Data records:
..............................

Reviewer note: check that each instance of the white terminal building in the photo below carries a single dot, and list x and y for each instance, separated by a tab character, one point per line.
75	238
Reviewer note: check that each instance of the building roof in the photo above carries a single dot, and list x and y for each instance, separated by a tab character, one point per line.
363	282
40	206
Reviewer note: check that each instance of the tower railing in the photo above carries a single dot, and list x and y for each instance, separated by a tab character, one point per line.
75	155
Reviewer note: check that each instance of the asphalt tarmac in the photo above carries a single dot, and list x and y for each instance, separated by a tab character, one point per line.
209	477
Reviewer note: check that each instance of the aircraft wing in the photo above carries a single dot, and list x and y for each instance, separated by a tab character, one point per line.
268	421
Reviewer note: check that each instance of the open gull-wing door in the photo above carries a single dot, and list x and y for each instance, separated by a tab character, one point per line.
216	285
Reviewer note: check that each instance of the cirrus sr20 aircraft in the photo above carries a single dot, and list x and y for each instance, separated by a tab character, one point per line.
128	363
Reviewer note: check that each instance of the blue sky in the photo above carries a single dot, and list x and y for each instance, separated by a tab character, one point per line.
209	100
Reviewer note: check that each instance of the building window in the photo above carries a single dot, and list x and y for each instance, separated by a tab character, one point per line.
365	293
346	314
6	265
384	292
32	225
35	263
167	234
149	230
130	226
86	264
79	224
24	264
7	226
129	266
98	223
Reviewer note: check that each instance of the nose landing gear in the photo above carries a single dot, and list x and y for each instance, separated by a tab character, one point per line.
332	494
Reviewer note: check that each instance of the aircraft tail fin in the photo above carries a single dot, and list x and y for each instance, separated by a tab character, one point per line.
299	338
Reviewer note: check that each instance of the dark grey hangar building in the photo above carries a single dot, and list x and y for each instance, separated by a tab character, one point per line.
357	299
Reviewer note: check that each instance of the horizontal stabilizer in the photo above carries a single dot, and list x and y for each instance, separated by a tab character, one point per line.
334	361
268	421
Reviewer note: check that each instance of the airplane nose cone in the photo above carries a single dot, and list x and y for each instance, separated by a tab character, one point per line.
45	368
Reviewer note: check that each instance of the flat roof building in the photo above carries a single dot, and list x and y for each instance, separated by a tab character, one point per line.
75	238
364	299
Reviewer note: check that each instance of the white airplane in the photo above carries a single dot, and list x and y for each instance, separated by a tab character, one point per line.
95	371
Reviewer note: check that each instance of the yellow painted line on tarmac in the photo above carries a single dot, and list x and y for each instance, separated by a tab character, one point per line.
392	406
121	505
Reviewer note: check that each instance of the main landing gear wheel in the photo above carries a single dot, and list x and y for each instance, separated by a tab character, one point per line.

..............................

◆ INSTRUCTIONS FOR THE TASK ◆
Write out the listing above again, substituting "a comma" for every occurrence of "a tab character" and leaving everything else unchanged.

◆ EXERCISE ANSWER ◆
Reviewer note: check that each instance of the white terminal building in the photo below carries a single dot, and list x and y for each instance, separated by a comma, one point per line.
75	238
Reviewer note: check that each instance of the building roof in the photo above carries a single dot, and list x and y for each instance, separated by a comma, one point per line.
363	282
40	206
Reviewer note: check that each instance of the tower railing in the photo above carries a single dot, and list x and y for each instance, separated by a comma, one point per line.
75	155
Reviewer note: check that each instance of the asphalt tarmac in the photo above carries a single dot, and list x and y for each instance, separated by a comma, one point per line.
209	477
Reviewer note: check that each instance of the aircraft wing in the photo above carries a single dot, and list x and y for each instance, separated by a comma, one point per line.
268	421
Reviewer note: check that each instance of the open gull-wing door in the photo above carries a single dot, and list x and y for each instance, separated by a comma, one point per line.
216	285
Reviewer note: check that each instance of the cirrus sr20 aircraft in the photo above carries a single dot, and list x and y for each instance, separated by a comma, one point per line.
128	363
Reviewer note: check that each instance of the blue sky in the photo above carries a single dot, and list x and y for each instance, separated by a comma, one point per line.
209	100
Reviewer note: check that each instance of the building window in the photo above carries a single dot, and list x and y for each instance, separated by a comma, one point per line.
365	293
346	314
6	265
384	292
32	225
35	263
167	234
149	230
130	226
86	264
79	224
24	264
7	226
129	266
98	223
Reviewer note: check that each instance of the nose landing gear in the photo above carries a single dot, and list x and y for each instance, separated by a comma, one point per line.
332	494
Reviewer note: check that each instance of the aircraft tail fin in the photo above carries a single dot, and list x and y for each instance, separated by a comma, one point per line.
299	338
Reviewer note: check that each instance of the dark grey hangar building in the photo above carries a single dot, and list x and y for each instance, separated by a comma, one point per line.
357	299
Reviewer note: check that each instance of the horizontal stabilizer in the photo above carries a single dot, and list x and y for each instance, separated by a comma, one point per line.
334	361
268	421
Reviewer note: check that each instance of the airplane nose cone in the photo above carries a single dot, and list x and y for each instance, separated by a comma, one point per line.
45	368
Reviewer note: check that each instance of the flat roof building in the photo above carries a single dot, and list x and y for each instance, separated by a comma, one point per line.
75	238
364	299
Reviewer note: check that each instance of the white airplane in the photo above carries a single dot, and list x and y for each instance, separated by a comma, one point per line.
95	371
Reviewer note: check that each instance of the yellow painted line on tarmac in the photo above carries a single dot, and list x and y for each instance, separated by a comma, one point per line.
392	406
121	505
Reviewer note: check that each instance of the main landing gear wheel in the photo above carries a single dot, and list x and y for each instance, separated by a comma, one point per line.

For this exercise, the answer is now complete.